BEGIN MATERIAL SHOWN
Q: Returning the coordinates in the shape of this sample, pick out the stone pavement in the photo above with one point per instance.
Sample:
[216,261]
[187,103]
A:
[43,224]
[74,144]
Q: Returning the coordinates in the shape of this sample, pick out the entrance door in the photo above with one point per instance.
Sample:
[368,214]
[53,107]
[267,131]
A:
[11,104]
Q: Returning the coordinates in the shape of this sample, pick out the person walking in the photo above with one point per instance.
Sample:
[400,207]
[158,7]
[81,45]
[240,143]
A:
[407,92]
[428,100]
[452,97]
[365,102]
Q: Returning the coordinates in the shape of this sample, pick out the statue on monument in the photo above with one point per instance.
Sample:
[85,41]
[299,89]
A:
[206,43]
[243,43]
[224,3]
END MATERIAL SHOWN
TO DO
The answer must be a single number: the count of lines above that contain the word "shape".

SOLVED PROBLEM
4